**TASK DESCRIPTION**
Rewrite the records as a numbered list, leaving out blank lines. Begin at the line that contains "point: gray suit" and stop after the last line of the records.

....

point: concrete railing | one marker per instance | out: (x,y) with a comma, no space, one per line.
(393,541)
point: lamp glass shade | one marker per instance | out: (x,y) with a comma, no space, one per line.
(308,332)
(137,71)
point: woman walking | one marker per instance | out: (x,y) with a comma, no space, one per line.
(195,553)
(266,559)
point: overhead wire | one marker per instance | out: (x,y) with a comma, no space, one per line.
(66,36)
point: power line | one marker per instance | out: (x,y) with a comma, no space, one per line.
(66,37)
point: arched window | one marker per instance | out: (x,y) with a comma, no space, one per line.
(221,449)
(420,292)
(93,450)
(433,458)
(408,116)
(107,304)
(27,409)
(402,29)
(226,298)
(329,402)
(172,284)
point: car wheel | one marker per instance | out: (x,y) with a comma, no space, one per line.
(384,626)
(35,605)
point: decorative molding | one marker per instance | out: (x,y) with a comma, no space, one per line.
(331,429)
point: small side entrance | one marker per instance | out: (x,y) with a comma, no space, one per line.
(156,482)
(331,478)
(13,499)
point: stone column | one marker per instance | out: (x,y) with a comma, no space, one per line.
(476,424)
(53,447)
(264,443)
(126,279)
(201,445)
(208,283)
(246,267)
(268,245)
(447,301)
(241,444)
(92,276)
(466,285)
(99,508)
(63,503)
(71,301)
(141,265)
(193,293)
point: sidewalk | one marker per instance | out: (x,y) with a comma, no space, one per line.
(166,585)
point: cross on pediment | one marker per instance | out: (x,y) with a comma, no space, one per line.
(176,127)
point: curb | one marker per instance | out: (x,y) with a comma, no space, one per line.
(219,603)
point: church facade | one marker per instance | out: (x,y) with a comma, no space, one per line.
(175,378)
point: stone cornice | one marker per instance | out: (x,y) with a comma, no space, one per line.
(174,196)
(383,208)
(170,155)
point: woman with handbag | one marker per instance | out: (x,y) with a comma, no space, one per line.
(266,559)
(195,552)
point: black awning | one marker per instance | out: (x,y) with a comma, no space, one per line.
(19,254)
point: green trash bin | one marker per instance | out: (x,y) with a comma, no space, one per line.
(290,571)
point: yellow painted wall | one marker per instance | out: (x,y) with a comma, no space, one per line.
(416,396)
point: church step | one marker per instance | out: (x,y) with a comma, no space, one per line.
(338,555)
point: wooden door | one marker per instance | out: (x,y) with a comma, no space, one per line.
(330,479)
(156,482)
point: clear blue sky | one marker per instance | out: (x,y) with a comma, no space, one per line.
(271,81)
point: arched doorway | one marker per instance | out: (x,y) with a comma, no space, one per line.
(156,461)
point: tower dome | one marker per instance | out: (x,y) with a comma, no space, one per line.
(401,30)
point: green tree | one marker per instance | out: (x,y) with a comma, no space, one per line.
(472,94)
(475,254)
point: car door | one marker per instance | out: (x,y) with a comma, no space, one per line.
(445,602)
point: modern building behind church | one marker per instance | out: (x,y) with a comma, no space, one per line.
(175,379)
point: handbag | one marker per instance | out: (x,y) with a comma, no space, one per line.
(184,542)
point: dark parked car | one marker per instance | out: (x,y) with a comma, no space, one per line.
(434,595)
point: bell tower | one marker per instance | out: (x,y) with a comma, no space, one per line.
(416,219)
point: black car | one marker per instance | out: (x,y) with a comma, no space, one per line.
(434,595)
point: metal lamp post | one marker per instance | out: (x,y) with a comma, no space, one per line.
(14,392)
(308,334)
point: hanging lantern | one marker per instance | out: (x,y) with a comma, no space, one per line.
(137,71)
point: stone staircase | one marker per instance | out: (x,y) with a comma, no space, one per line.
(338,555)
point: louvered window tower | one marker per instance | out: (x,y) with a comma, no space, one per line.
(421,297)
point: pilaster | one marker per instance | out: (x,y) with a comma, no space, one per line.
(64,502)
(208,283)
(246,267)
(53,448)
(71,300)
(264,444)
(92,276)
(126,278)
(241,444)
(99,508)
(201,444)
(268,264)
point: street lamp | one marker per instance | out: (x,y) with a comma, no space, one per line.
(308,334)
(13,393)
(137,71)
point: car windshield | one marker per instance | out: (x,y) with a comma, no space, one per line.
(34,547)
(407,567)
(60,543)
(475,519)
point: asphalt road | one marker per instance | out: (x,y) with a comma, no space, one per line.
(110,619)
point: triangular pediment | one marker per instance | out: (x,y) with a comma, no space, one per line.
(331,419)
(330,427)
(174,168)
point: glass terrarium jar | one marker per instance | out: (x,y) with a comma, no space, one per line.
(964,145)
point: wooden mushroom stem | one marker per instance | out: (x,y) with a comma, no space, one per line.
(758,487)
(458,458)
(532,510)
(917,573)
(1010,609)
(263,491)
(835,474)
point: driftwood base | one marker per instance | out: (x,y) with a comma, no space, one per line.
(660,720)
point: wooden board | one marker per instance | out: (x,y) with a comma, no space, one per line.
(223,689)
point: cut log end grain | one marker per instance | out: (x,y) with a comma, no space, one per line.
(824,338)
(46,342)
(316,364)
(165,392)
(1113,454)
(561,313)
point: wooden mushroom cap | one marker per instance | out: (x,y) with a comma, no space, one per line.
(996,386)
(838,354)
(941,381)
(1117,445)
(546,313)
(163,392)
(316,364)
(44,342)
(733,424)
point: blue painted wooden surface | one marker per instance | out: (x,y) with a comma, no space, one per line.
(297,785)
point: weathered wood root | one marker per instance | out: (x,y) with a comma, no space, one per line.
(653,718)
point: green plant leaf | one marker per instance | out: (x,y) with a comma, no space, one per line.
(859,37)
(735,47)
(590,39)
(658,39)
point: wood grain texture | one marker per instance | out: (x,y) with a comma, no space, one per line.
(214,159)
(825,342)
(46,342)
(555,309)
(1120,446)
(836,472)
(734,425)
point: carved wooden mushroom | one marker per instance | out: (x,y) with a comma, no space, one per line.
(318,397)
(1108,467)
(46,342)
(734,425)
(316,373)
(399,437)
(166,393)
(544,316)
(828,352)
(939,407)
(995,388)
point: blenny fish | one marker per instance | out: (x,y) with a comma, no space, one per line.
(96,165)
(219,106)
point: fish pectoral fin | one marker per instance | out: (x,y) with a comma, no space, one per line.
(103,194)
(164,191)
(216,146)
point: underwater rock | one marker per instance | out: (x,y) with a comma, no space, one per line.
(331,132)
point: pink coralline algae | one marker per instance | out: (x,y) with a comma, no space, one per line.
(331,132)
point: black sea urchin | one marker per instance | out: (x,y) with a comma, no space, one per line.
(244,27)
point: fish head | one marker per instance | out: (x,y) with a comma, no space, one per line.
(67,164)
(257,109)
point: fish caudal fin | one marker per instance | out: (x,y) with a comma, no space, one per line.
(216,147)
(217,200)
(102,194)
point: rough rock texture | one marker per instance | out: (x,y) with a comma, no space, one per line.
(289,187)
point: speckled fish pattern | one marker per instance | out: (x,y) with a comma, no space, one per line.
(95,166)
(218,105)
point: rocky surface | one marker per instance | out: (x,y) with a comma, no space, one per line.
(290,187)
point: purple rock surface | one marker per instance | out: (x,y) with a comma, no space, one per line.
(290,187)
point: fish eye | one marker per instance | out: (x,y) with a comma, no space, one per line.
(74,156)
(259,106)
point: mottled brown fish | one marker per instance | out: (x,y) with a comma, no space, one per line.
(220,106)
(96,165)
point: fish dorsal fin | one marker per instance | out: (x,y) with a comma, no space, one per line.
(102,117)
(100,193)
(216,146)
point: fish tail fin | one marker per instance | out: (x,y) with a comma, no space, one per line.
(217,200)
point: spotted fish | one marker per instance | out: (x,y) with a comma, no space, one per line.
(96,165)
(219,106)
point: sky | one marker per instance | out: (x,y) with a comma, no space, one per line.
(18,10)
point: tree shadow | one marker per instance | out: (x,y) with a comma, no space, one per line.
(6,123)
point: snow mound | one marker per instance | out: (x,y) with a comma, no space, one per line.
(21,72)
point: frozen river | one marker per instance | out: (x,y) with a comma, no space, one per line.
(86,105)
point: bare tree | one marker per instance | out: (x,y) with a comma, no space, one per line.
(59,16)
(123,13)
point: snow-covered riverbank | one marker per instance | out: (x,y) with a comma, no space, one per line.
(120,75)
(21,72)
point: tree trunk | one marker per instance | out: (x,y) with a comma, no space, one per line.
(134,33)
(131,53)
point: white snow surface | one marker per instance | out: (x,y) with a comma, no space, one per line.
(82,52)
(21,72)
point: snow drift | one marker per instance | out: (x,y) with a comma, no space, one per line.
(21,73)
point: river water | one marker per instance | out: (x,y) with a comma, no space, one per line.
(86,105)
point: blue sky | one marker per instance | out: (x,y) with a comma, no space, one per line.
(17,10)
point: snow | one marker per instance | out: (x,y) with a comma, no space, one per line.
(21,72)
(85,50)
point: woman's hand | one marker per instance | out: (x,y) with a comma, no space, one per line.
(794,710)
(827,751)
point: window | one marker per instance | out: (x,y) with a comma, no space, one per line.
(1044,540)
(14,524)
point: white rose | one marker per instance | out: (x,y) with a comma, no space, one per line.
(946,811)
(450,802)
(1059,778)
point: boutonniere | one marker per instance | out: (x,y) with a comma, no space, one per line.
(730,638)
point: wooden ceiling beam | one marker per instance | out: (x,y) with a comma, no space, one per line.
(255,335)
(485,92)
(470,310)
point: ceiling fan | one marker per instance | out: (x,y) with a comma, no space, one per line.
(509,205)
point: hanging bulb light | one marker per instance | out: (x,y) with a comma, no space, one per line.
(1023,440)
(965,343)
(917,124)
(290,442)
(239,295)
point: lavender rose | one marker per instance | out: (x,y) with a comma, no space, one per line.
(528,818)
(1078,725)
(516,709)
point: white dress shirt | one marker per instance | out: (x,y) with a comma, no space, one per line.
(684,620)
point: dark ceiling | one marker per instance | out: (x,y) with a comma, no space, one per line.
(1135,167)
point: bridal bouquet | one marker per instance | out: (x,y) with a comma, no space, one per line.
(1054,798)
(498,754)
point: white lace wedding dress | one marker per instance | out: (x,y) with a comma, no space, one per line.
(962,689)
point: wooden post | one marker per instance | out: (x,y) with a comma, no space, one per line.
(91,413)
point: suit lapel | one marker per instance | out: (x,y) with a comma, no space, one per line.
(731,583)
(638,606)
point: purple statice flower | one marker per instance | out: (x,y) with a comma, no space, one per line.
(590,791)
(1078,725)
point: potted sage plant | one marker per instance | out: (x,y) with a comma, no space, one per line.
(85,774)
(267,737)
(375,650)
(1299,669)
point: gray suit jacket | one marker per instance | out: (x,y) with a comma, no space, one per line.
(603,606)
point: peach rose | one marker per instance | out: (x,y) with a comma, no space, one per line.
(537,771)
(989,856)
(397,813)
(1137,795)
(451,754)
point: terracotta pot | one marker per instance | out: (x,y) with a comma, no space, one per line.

....

**COMPLETE ANSWER**
1. point: gray suit jacket | one marker per instance | out: (x,y) with a comma, no space, one per line.
2. (603,606)
3. point: peach rose | one marker per instance | out: (x,y) with a comma, no space, one per line.
4. (537,771)
5. (989,856)
6. (397,813)
7. (1137,795)
8. (451,754)
9. point: terracotta pot | one marker per instance | out: (x,y) with a comma, no space, one per line.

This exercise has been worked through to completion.